[DATA TO USE Boundary: Start]
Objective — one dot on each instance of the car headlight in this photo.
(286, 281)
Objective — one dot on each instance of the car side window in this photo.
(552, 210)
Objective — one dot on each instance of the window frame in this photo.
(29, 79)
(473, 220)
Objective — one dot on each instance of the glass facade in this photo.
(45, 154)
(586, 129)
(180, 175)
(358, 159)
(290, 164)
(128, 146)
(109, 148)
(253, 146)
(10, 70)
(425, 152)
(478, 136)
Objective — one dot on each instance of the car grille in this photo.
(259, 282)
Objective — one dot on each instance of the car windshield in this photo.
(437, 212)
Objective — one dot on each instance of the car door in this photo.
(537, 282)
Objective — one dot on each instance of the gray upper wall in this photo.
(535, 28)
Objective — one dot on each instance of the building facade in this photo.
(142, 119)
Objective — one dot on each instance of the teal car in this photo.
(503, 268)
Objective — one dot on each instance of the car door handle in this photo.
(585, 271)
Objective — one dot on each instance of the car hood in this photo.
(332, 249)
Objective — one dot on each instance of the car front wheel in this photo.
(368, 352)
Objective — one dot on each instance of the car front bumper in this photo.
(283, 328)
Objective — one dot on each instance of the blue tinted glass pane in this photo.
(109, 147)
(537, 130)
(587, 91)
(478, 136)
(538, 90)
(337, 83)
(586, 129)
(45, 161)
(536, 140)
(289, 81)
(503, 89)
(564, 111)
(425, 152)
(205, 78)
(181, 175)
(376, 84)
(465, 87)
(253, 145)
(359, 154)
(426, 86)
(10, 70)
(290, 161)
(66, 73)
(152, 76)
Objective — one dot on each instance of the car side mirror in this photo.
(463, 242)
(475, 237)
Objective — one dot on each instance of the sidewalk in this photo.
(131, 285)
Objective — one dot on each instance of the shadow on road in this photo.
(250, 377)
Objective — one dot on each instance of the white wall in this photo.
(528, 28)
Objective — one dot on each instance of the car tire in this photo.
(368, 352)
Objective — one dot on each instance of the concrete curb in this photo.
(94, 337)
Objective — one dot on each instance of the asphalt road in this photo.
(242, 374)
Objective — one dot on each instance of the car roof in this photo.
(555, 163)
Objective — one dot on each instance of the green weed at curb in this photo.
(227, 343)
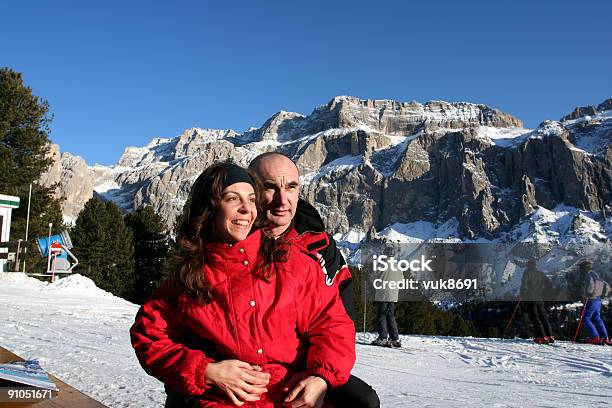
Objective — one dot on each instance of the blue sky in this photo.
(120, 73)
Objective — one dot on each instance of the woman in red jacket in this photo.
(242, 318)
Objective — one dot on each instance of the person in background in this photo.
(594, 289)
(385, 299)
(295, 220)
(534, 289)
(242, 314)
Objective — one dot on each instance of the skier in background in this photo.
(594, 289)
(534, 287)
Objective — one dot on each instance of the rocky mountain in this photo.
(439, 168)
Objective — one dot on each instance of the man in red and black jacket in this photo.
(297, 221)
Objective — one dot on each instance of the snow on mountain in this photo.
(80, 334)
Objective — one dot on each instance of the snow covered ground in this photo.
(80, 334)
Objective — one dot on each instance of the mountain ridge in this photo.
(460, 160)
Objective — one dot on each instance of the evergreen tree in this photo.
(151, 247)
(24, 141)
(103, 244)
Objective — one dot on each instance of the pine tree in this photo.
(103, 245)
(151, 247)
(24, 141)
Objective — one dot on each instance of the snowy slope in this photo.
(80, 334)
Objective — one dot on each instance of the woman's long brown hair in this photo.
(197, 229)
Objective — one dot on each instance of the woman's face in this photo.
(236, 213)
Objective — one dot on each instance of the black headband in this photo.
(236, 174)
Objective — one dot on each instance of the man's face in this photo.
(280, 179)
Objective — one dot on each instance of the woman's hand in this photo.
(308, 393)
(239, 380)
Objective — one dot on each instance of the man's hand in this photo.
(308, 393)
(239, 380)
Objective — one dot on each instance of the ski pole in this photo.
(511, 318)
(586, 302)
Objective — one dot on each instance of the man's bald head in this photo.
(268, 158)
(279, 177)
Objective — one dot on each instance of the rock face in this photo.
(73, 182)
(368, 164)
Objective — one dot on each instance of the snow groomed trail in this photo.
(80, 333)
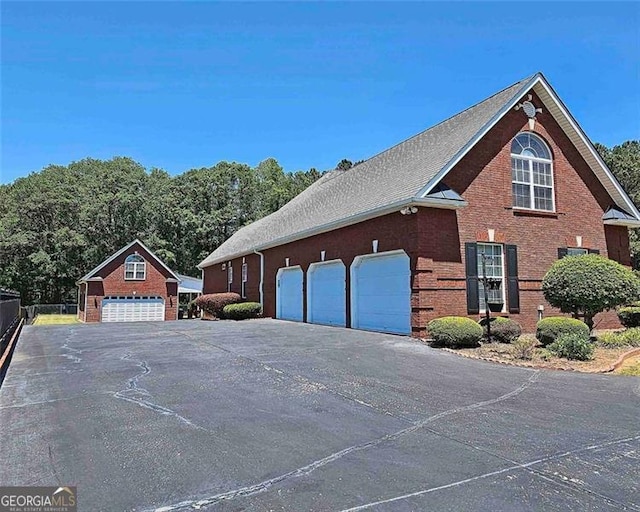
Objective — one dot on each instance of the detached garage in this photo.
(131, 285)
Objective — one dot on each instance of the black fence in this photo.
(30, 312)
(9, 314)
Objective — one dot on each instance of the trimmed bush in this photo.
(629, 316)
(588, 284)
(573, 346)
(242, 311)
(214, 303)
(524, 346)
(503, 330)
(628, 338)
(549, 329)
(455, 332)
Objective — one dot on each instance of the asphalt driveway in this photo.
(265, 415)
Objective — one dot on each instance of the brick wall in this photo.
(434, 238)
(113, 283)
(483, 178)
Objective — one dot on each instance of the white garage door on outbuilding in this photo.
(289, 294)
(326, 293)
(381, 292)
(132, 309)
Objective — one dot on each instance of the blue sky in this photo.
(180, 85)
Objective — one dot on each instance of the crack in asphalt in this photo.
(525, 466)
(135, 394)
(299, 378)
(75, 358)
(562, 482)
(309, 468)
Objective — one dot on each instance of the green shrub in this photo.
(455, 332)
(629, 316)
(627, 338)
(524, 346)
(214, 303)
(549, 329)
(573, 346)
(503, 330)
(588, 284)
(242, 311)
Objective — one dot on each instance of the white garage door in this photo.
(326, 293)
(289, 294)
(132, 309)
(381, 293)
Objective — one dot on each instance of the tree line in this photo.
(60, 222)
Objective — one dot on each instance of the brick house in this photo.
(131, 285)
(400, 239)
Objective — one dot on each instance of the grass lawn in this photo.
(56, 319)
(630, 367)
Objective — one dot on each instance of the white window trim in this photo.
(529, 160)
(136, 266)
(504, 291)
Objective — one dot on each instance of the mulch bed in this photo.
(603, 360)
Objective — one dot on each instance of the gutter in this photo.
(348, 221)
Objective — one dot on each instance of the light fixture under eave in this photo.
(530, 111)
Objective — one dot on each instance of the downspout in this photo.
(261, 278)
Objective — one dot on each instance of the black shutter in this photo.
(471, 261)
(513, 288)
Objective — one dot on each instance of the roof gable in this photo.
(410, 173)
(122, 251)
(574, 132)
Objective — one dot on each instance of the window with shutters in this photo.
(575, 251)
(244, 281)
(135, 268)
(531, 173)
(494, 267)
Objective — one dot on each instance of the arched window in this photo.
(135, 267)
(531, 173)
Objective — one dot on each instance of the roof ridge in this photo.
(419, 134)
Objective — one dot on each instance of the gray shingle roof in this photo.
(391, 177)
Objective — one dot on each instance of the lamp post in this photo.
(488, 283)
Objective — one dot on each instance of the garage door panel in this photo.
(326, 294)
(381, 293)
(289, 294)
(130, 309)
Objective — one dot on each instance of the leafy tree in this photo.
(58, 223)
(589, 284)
[DATA TO USE Boundary: End]
[DATA TO USE Boundary: Start]
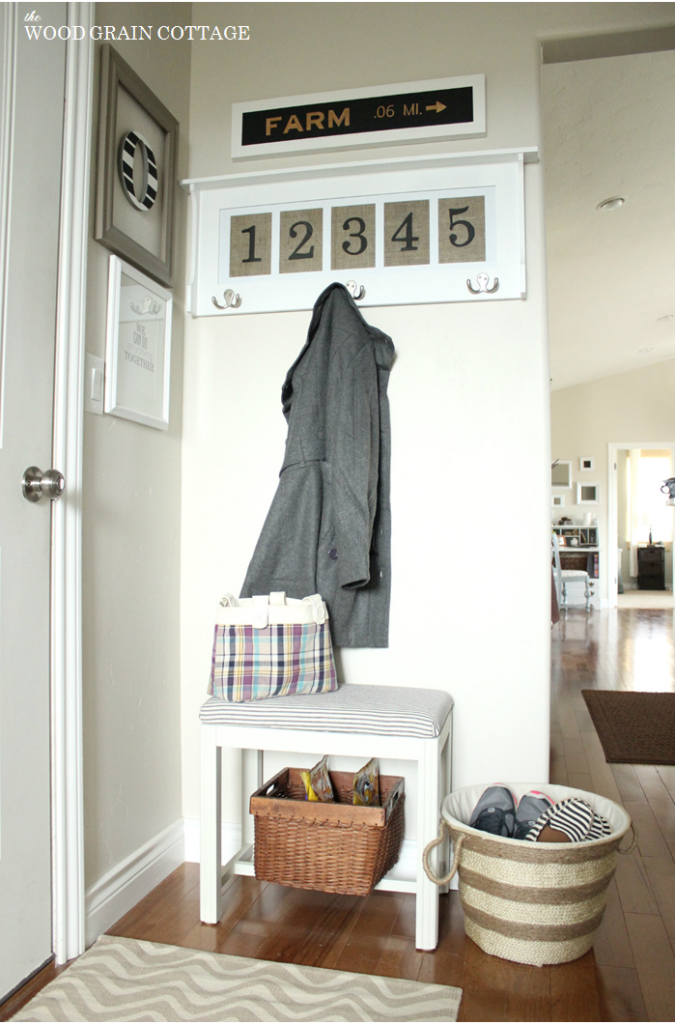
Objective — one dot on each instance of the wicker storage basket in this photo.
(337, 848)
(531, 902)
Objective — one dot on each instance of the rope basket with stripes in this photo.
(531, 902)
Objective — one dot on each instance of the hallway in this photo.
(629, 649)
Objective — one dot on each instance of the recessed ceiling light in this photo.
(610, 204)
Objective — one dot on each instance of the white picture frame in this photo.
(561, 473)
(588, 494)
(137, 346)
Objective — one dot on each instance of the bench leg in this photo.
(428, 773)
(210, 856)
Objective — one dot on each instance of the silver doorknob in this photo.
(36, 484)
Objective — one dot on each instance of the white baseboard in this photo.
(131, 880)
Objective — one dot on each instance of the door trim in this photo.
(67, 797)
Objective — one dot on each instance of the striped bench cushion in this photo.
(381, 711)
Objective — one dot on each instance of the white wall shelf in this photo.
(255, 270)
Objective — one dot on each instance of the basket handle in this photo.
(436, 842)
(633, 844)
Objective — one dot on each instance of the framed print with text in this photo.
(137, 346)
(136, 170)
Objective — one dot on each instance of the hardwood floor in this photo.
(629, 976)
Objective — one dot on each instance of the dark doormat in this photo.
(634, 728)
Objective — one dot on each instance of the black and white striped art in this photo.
[DATA TO USE Boundary: End]
TRY IT :: Repeat word for word the lines above that run from the line containing "Objective — one dot on each instance of the striped" through the line containing "Objective — one dot on each instance of the black and", both ends included, and nothing else.

RESULT ::
Objective — one dot on each instance of the striped bench cushion in this photo.
(381, 711)
Objective — one dot on each instance of the white wall shelf in this photo.
(255, 270)
Objective — one dot on each instance of the basket handle in this photo.
(436, 842)
(633, 844)
Objective — one dot on each instance of the framed print with text in this photo.
(137, 346)
(136, 170)
Objective — one dot on each instance of the hardwood floor in this photo.
(629, 976)
Objective — one dot on each instance of the dark doormat in this photo.
(634, 728)
Objective — one dot on each instance of the black and white striped art in this photo.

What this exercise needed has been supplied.